Portanto, resta claro que a exclusão dos credores garantidos por cessão fiduciária de

créditos e/ou títulos de crédito dos efeitos da recuperação judicial do devedor não se

coaduna com os princípios da recuperação judicial elencados no artigo 47 da LRE, qual

seja, a viabilização da superação da crise econômico-financeira do devedor, a fim de

permitir a manutenção da fonte produtora, do emprego dos trabalhadores e dos interesses

dos credores, promovendo, assim, a preservação da empresa, sua função social e o

estímulo à atividade econômica.

Pretende-se com a LRE priorizar a recuperação sobre a liquidação, frisando-se que

a preservação da empresa não significa a preservação do empresário ou dos

administradores da sociedade empresária. Proteger a atividade produtiva implica, quase

sempre, apartar os reais interesses envolvidos na empresa dos interesses de seus mentores.

+ + +

◆ Objetivos ◆
A) Responda com base no trecho sobre recuperação judicial:
(i) Qual artigo da LRE elenca os princípios da recuperação judicial?
(ii) O que a LRE pretende priorizar sobre a liquidação?
(iii) A preservação da empresa não significa a preservação de quem?
B) Reproduza sem alterações a parte do trecho sobre recuperação judicial que vai de "seja, a viabilização" a "à atividade econômica.".

+ + +

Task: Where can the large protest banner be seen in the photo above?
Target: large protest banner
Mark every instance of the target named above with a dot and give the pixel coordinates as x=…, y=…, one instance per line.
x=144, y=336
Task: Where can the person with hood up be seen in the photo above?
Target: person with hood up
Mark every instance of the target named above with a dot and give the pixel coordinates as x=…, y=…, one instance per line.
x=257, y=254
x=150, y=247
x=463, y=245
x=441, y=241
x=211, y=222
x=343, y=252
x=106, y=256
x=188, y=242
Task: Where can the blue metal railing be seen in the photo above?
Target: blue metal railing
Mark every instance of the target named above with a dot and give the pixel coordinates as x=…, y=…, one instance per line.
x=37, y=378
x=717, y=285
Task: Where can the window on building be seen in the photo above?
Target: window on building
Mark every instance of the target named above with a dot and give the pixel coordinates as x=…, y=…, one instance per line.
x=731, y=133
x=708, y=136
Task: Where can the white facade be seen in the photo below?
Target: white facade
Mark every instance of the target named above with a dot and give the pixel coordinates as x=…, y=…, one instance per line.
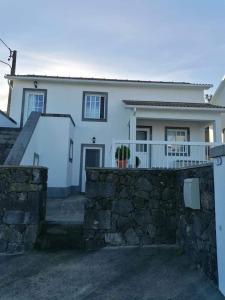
x=65, y=96
x=219, y=175
x=5, y=121
x=219, y=99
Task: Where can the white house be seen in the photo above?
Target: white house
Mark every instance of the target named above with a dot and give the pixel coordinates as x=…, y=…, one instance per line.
x=84, y=120
x=219, y=99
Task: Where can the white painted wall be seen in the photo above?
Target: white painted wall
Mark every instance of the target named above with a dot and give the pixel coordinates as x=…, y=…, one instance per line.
x=6, y=122
x=219, y=176
x=66, y=98
x=219, y=99
x=51, y=141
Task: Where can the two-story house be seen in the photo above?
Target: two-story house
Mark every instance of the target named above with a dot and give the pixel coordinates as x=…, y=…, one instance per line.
x=82, y=121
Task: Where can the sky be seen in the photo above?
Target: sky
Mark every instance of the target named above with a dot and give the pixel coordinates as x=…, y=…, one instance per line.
x=170, y=40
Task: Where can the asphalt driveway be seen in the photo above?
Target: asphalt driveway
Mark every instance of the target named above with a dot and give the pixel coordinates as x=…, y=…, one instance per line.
x=107, y=274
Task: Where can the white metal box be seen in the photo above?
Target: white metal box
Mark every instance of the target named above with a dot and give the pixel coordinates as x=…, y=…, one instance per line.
x=191, y=193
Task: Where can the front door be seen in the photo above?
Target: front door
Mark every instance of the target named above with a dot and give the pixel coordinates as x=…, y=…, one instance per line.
x=142, y=150
x=92, y=157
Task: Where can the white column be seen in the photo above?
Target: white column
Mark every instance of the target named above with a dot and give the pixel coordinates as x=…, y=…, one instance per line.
x=217, y=130
x=133, y=124
x=219, y=175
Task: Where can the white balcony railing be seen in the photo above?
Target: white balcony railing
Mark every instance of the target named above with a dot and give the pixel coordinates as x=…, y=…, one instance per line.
x=159, y=154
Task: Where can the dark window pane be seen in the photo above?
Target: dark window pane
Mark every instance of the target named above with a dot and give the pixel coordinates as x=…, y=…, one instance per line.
x=102, y=108
x=92, y=158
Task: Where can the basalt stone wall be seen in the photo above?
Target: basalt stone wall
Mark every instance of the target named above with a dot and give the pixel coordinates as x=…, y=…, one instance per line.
x=22, y=206
x=196, y=228
x=136, y=207
x=130, y=207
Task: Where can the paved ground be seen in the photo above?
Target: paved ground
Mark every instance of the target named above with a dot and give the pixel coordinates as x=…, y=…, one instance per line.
x=107, y=274
x=66, y=210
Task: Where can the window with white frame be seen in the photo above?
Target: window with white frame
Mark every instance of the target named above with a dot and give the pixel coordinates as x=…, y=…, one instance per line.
x=71, y=151
x=34, y=100
x=94, y=106
x=177, y=135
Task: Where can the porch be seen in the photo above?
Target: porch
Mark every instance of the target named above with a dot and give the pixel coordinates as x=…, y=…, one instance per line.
x=169, y=135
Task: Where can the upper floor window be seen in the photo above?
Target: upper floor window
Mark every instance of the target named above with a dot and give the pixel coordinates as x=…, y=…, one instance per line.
x=33, y=100
x=177, y=135
x=94, y=106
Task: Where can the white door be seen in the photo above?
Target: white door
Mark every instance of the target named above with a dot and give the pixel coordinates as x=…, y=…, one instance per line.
x=143, y=150
x=34, y=101
x=92, y=157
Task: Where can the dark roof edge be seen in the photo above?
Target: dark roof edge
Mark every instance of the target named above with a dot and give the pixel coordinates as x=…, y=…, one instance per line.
x=30, y=76
x=172, y=104
x=59, y=116
x=8, y=117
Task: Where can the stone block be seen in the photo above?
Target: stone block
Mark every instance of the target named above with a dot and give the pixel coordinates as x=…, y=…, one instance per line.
x=3, y=245
x=25, y=187
x=10, y=234
x=30, y=235
x=151, y=229
x=131, y=237
x=104, y=219
x=143, y=184
x=15, y=248
x=13, y=217
x=36, y=176
x=114, y=239
x=122, y=207
x=106, y=189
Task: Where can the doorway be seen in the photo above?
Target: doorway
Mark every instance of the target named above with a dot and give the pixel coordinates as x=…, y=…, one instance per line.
x=92, y=156
x=143, y=151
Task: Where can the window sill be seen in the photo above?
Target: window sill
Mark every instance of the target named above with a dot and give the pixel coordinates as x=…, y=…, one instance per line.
x=94, y=120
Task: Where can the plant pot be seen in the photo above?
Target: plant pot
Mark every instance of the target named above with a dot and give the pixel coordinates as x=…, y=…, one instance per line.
x=122, y=164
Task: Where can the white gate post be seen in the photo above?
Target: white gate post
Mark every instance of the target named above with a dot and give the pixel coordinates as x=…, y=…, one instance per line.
x=218, y=154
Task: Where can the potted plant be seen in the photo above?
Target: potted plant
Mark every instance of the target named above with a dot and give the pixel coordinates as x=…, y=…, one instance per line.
x=122, y=156
x=137, y=162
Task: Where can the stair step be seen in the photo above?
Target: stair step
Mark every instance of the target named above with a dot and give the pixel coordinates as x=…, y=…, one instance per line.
x=61, y=236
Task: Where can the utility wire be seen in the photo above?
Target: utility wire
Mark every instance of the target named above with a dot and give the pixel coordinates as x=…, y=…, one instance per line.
x=6, y=45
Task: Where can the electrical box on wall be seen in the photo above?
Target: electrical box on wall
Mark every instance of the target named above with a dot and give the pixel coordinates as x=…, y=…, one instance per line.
x=192, y=193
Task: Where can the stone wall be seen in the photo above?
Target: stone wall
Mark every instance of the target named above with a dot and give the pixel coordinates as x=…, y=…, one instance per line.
x=136, y=207
x=196, y=228
x=22, y=206
x=130, y=207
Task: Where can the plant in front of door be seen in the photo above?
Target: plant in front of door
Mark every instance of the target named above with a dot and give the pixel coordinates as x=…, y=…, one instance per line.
x=122, y=156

+ + +

◆ Respostas esperadas ◆
A)
(i) O artigo 47.
(ii) A recuperação.
(iii) Do empresário ou dos administradores da sociedade empresária.

B)
seja, a viabilização da superação da crise econômico-financeira do devedor, a fim de

permitir a manutenção da fonte produtora, do emprego dos trabalhadores e dos interesses

dos credores, promovendo, assim, a preservação da empresa, sua função social e o

estímulo à atividade econômica.